Is Jesus a mythical hero?

I'm continuing my analysis of Richard Carrier's turgid monograph On the Historicity of Jesus (Sheffield 2014):

The twenty-two features distinctive of this hero-type are:
1. The hero's mother is a virgin. 
2. His father is a king or the heir of a king. 
3. The circumstances of his conception are unusual. 
4. He is reputed to be the son of a god. 
5. An attempt is made to kill him when he is a baby. 
6. To escape which he is spirited away from those trying to kill him. 
7. He is reared in a foreign country by one or more foster parents. 
8. We are told nothing of his childhood. 
9. On reaching manhood he returns to his future kingdom.
10. He is crowned, hailed or becomes king. 
11. He reigns uneventfully (i.e., without wars or national catastrophes). 
12. He prescribes laws. 
13. He then loses favor with the gods or his subjects.

_Data section_
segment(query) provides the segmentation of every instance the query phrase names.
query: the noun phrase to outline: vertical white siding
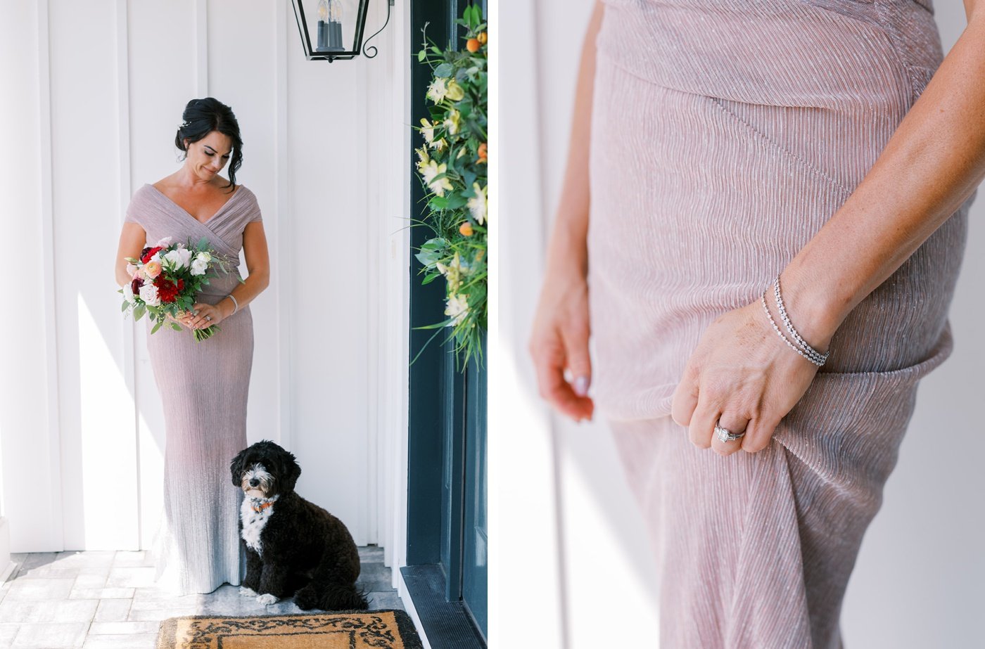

_Objective_
In the page text's list of hero-type features, where is the hero raised, and by whom?

_Task output_
He is raised in a foreign country by one or more foster parents.